== Segment start ==

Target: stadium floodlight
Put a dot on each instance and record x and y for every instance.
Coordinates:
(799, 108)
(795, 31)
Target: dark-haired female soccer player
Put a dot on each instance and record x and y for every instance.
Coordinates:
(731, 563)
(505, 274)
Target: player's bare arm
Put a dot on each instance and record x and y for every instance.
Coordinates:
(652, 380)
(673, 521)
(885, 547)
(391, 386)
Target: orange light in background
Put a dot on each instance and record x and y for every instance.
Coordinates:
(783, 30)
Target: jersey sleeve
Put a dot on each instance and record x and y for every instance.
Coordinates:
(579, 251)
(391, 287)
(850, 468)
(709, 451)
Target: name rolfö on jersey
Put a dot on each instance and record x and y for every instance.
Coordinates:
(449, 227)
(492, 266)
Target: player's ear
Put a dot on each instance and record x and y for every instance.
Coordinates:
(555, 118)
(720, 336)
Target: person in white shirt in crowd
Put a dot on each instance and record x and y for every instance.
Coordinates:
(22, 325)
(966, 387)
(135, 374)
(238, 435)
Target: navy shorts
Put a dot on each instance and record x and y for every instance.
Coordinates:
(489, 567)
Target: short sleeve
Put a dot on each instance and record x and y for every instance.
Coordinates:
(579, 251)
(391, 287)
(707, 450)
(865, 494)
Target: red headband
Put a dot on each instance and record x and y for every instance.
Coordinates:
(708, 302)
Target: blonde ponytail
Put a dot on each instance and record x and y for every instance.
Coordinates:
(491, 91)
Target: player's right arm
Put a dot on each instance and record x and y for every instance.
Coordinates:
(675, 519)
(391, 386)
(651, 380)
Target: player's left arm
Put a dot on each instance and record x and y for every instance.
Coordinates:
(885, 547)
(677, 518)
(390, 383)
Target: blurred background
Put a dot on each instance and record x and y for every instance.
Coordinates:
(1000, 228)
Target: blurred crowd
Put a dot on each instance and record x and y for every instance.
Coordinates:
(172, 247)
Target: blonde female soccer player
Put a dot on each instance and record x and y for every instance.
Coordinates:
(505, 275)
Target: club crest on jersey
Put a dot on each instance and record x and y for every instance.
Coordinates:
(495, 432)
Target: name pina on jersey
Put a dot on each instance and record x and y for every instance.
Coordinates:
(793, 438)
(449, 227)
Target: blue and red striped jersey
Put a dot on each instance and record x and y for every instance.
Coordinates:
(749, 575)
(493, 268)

== Segment end ==
== Segment start ==

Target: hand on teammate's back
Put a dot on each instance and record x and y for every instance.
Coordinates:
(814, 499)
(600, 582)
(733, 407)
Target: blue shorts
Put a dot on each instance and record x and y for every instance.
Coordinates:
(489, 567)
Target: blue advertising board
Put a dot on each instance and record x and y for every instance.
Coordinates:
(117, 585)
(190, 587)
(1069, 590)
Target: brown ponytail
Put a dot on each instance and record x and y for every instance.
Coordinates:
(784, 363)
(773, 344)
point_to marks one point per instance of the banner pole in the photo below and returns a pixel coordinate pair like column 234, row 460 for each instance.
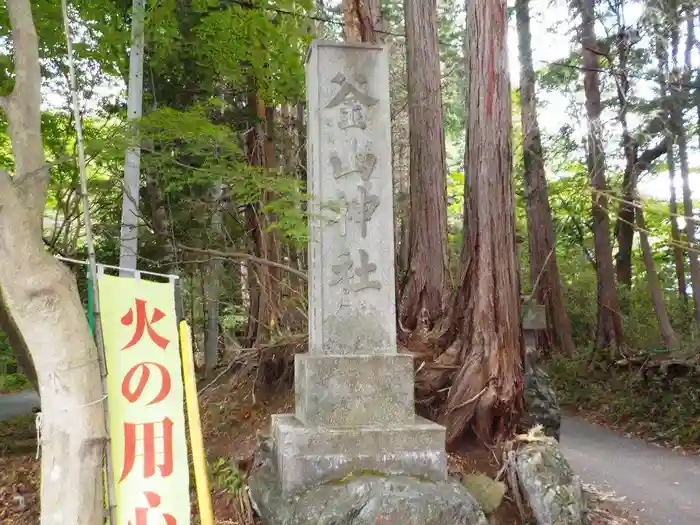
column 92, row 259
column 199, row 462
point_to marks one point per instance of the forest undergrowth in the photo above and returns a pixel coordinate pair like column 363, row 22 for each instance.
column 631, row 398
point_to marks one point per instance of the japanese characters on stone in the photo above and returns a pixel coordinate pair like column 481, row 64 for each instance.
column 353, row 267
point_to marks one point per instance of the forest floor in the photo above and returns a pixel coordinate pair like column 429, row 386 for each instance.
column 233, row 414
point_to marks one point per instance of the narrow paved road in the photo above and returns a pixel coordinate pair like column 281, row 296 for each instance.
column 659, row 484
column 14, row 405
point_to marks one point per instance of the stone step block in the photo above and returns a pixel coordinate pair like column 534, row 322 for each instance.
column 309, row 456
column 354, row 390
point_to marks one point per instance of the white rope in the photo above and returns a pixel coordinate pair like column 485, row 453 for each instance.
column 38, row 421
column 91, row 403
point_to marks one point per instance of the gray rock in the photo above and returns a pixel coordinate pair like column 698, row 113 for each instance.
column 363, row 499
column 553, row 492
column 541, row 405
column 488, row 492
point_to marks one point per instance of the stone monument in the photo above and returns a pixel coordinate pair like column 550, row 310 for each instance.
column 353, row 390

== Segment end ==
== Segment start ==

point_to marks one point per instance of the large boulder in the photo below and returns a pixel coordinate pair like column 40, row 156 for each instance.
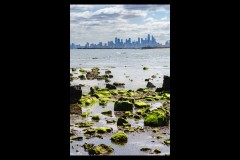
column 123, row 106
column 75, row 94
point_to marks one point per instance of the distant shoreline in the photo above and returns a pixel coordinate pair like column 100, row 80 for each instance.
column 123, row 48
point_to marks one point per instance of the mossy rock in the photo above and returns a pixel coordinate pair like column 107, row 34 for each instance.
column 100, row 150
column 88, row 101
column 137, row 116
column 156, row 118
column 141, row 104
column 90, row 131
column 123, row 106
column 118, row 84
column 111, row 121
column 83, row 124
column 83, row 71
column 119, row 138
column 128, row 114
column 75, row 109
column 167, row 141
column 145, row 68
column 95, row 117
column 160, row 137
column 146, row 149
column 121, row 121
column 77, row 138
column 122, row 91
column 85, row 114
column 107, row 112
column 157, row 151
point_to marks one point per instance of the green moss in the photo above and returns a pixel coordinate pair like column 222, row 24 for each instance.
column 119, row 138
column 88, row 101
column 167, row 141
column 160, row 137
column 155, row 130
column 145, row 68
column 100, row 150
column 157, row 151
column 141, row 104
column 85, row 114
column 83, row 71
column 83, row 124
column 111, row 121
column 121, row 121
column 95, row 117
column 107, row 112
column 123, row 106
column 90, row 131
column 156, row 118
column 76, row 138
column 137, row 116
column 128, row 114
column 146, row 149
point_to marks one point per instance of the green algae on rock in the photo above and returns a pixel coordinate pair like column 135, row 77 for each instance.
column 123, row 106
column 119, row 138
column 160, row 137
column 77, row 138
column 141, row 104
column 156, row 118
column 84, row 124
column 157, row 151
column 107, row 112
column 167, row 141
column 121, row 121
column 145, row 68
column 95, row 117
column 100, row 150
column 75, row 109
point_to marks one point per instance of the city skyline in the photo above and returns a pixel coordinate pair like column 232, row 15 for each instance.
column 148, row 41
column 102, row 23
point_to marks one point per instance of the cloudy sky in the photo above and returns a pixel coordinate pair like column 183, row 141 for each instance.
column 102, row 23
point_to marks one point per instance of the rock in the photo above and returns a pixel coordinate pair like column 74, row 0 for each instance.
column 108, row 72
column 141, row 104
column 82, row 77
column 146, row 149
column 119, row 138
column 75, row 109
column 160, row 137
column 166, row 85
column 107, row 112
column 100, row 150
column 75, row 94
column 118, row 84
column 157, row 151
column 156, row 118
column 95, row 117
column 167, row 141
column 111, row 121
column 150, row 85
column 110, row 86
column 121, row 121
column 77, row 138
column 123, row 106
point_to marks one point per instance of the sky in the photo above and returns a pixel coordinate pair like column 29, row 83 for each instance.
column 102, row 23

== Segment end ==

## Aim of the exercise
Please show every line of the records that holds the word "blurred".

## Your solution
Target: blurred background
Target: blurred crowd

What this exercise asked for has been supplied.